Which lines below hold the word "dark"? Report each one.

#### Extracted records:
== Segment start ==

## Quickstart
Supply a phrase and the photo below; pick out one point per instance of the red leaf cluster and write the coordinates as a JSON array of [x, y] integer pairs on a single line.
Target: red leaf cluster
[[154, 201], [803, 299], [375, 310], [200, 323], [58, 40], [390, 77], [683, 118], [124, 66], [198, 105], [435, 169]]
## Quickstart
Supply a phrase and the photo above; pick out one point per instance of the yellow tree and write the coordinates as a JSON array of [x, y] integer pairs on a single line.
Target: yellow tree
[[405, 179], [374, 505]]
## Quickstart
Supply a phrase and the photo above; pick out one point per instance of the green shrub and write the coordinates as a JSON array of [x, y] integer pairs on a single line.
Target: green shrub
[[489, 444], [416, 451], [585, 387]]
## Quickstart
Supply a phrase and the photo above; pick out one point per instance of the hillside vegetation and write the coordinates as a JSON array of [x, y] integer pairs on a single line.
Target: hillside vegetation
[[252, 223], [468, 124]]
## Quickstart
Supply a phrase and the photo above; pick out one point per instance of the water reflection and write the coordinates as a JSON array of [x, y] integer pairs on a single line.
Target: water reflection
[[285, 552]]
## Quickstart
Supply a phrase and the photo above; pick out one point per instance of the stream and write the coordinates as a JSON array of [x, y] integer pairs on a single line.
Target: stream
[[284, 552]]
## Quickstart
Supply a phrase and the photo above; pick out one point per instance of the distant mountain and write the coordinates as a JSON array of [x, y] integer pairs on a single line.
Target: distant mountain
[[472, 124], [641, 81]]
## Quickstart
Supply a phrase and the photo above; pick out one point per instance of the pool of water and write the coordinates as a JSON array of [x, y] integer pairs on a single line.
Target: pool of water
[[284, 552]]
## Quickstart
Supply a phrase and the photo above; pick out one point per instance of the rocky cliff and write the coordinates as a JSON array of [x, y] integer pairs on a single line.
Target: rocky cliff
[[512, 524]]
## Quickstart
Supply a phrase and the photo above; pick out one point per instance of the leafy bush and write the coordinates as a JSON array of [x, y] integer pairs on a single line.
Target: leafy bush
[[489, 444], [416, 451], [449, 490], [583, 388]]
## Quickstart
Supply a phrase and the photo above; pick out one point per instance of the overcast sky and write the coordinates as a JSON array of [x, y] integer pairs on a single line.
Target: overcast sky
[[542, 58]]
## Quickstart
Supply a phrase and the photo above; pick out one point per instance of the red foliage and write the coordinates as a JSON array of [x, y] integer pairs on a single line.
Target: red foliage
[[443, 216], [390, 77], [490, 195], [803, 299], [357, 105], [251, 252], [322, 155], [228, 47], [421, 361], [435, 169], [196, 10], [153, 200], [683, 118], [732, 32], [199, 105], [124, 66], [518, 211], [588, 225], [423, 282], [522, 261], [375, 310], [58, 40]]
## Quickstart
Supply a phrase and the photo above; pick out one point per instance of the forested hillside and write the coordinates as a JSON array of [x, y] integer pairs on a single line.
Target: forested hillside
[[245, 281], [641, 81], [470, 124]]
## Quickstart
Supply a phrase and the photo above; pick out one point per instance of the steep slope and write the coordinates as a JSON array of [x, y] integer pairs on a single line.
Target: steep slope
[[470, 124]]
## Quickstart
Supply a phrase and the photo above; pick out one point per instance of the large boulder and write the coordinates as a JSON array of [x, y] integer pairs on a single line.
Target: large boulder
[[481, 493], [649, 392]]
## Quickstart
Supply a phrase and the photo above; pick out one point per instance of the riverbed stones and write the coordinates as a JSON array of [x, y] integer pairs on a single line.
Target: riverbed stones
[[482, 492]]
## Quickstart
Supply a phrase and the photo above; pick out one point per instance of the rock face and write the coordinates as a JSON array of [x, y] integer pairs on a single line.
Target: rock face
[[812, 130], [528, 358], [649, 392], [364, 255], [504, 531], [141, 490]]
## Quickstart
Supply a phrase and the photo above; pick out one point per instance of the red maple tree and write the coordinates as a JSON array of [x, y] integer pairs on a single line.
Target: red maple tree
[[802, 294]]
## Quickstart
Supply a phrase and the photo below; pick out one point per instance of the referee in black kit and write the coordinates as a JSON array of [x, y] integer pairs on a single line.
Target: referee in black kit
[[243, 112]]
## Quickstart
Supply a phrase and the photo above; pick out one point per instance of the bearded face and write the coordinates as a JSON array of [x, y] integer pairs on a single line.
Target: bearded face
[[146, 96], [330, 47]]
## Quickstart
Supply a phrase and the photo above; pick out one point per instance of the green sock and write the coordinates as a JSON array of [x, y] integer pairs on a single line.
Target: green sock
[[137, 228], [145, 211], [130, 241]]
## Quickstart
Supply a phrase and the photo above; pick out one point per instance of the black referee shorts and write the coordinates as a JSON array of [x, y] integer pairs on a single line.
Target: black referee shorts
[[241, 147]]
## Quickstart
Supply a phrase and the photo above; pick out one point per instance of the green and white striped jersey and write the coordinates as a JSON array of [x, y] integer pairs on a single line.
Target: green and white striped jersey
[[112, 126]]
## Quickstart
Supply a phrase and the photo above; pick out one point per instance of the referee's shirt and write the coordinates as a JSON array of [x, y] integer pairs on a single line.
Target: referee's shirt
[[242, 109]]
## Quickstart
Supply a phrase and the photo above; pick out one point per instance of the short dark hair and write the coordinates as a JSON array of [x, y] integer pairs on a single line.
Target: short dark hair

== Segment end ==

#### TASK OUTPUT:
Supply a phrase and the photo above; pick out one point per instance of the short dark hair and write the coordinates as a JSON array of [x, y] integer pairs on a single line.
Target: short dark hair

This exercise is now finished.